Data records>

-- start --

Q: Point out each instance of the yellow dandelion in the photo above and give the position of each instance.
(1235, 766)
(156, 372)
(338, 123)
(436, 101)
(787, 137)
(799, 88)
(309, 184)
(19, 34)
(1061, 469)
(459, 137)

-- end --

Short exercise> Update the listing above so that "yellow dandelion" becomes "dandelion bloom" wherever it appears, and leave every other part unchanged.

Solution below>
Q: Point out each instance of the dandelion bloom in the photo above and give the position of each instance.
(1235, 766)
(156, 372)
(338, 123)
(436, 101)
(787, 137)
(799, 88)
(309, 184)
(19, 34)
(1061, 469)
(459, 137)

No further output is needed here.